Each record that follows should be repeated exactly, minus any images.
------------------------
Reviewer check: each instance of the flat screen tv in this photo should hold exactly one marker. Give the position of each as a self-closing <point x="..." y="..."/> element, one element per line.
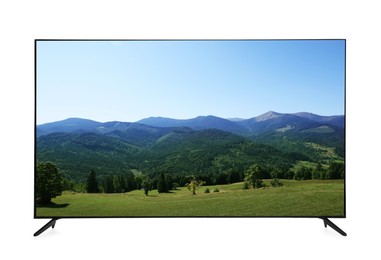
<point x="189" y="128"/>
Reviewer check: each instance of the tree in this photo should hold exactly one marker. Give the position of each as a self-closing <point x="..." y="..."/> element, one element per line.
<point x="162" y="184"/>
<point x="253" y="176"/>
<point x="92" y="183"/>
<point x="146" y="185"/>
<point x="109" y="184"/>
<point x="194" y="184"/>
<point x="49" y="182"/>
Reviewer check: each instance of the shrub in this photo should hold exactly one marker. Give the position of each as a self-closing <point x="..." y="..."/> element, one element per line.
<point x="276" y="183"/>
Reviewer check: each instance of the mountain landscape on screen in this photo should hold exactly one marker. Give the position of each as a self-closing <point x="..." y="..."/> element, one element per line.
<point x="206" y="146"/>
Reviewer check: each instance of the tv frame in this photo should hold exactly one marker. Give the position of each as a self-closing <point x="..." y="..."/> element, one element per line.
<point x="54" y="219"/>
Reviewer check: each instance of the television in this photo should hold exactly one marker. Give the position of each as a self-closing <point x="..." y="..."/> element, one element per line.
<point x="189" y="128"/>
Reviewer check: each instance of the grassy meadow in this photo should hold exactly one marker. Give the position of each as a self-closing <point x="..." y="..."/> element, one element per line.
<point x="295" y="198"/>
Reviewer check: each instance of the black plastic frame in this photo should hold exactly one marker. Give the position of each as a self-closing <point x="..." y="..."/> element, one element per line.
<point x="54" y="218"/>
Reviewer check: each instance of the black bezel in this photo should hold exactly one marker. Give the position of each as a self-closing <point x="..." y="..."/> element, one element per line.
<point x="83" y="217"/>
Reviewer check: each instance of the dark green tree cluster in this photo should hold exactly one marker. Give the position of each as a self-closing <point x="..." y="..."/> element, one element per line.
<point x="254" y="175"/>
<point x="162" y="184"/>
<point x="92" y="183"/>
<point x="335" y="170"/>
<point x="49" y="183"/>
<point x="146" y="185"/>
<point x="120" y="183"/>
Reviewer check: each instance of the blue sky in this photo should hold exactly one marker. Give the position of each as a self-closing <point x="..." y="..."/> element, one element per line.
<point x="131" y="80"/>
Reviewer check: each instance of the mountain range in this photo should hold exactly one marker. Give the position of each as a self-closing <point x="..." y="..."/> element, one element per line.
<point x="201" y="145"/>
<point x="270" y="121"/>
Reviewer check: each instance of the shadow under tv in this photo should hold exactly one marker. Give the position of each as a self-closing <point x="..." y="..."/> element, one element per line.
<point x="326" y="221"/>
<point x="135" y="128"/>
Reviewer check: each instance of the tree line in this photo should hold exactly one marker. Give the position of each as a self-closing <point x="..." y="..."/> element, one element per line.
<point x="50" y="183"/>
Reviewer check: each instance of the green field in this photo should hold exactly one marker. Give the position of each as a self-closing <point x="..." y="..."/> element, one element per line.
<point x="295" y="198"/>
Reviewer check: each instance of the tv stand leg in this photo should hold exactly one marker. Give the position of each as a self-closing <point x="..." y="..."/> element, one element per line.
<point x="51" y="223"/>
<point x="327" y="222"/>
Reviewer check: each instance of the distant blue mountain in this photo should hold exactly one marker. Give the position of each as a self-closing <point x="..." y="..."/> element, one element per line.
<point x="156" y="126"/>
<point x="197" y="123"/>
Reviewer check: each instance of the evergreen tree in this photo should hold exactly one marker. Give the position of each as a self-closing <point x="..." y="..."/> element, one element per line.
<point x="253" y="175"/>
<point x="92" y="183"/>
<point x="162" y="184"/>
<point x="116" y="183"/>
<point x="109" y="184"/>
<point x="146" y="185"/>
<point x="194" y="185"/>
<point x="49" y="182"/>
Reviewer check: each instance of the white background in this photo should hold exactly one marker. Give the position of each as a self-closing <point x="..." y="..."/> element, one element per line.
<point x="23" y="21"/>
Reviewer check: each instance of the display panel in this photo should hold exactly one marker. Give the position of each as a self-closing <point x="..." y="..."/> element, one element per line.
<point x="189" y="128"/>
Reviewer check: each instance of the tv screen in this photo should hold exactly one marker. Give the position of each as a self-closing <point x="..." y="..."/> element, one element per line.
<point x="189" y="128"/>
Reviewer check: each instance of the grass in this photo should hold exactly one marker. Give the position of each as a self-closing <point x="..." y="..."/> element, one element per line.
------------------------
Exercise response:
Reviewer check: each instance of the flat screen tv in this photo should hold exactly one marker. Give the position of each as a self-closing <point x="..." y="..."/> element, one element per line.
<point x="189" y="128"/>
Reviewer check: each instance of the tree in this photo should hold exactly one marker. Give the position of each as a self-closing <point x="..." y="..."/> element, one element per line.
<point x="162" y="184"/>
<point x="253" y="176"/>
<point x="92" y="183"/>
<point x="146" y="185"/>
<point x="109" y="184"/>
<point x="194" y="184"/>
<point x="49" y="182"/>
Reviewer check: each instance of the shrub in this photo should hold exactly one marker. Give the position of each as a self-closing <point x="..." y="..."/> element, one element per line.
<point x="276" y="183"/>
Reviewer check: each instance of the mountain landscape on screen in this photo should hold exactly one marker. Give the position of each as a self-closing <point x="..." y="..."/> element, one element per line.
<point x="206" y="146"/>
Reviewer check: each instance of the tv frame in this photo should hold exactly one marker. Give the position of each as a self-closing <point x="..." y="..."/> element, one element per line.
<point x="54" y="219"/>
Reviewer check: each instance of the television in this photo should hold exactly one marker. Give the position of each as a self-closing <point x="..." y="..."/> element, one element per line.
<point x="189" y="128"/>
Reviewer check: each instance of the grassy meadow in this photo should hold exactly one marker. Give the position of each as a self-closing <point x="..." y="..."/> element, one element per line.
<point x="295" y="198"/>
Reviewer check: each instance of the black plastic frame in this photo should hold exactly one marker. Give the position of each as a self-closing <point x="..." y="..."/> element, one element per line.
<point x="54" y="218"/>
Reviewer check: each instance of the black bezel in this photo should hold exactly one marker. Give the position of each as a self-closing <point x="..." y="..."/> element, one element per line.
<point x="83" y="217"/>
Reviewer check: each instance of the dark green tree cluster in this photo should hold exactly one marker. Give the position of each as a self-closing <point x="..." y="..."/> element, one element per line.
<point x="254" y="175"/>
<point x="162" y="184"/>
<point x="92" y="183"/>
<point x="335" y="170"/>
<point x="49" y="183"/>
<point x="146" y="185"/>
<point x="120" y="183"/>
Reviewer check: each instance of the blue sky in this photo should hold exactly one marker. Give the position of each as a self-closing <point x="..." y="..."/> element, one element per line.
<point x="131" y="80"/>
Reviewer check: each instance of the mountain range in this photo should hold exactly one marker. Give the position of each as a self-closing <point x="..." y="..."/> element, one element per line.
<point x="201" y="145"/>
<point x="270" y="121"/>
Reviewer check: each instance of the shadow under tv in this photo should hold exactly one marker. Give the position of each as a self-closing <point x="..." y="..."/> element, one element per line.
<point x="326" y="221"/>
<point x="135" y="128"/>
Reviewer check: each instance of the tree line in this photo should hold exactly one marker. Give the position of each as a self-closing <point x="..." y="..."/> element, one element per line.
<point x="50" y="183"/>
Reviewer check: each instance of the green field in this photo should hold exactly one marker. Give the position of each as a self-closing <point x="..." y="..."/> element, one element per line.
<point x="295" y="198"/>
Reviewer check: each instance of the tv stand leg in this photo should hold exactly one marker. Give the position of each as a self-closing <point x="..." y="..."/> element, one element per line.
<point x="51" y="223"/>
<point x="327" y="222"/>
Reviewer check: each instance of the distant blue mountain in this photo should hold exactly one marker. Give the position of each as a self-closing <point x="..." y="..."/> element, one element per line.
<point x="156" y="126"/>
<point x="197" y="123"/>
Reviewer check: each instance of the evergreen tree in this photo should hold exactly one marker. Give the position of each as a self-closing <point x="..." y="..."/> element, one element per line.
<point x="253" y="175"/>
<point x="92" y="183"/>
<point x="162" y="184"/>
<point x="116" y="183"/>
<point x="109" y="184"/>
<point x="146" y="185"/>
<point x="194" y="185"/>
<point x="49" y="182"/>
Reviewer check: each instance of the white background in this photo should hold exactly one marker. Give the position of each as a self-closing <point x="..." y="..."/> element, one element per line.
<point x="23" y="21"/>
Reviewer check: each instance of the display panel in this photo should hold exactly one marker. Give the position of each as a self-closing <point x="..." y="..."/> element, one element per line.
<point x="189" y="128"/>
Reviewer check: each instance of the tv screen in this photo should hold exactly one marker. Give the position of each as a self-closing <point x="..." y="..."/> element, one element per line.
<point x="189" y="128"/>
Reviewer check: each instance of the grass in this photo should hold exactly one marker. Give the position of each as a self-closing <point x="..." y="..."/> element, one element per line.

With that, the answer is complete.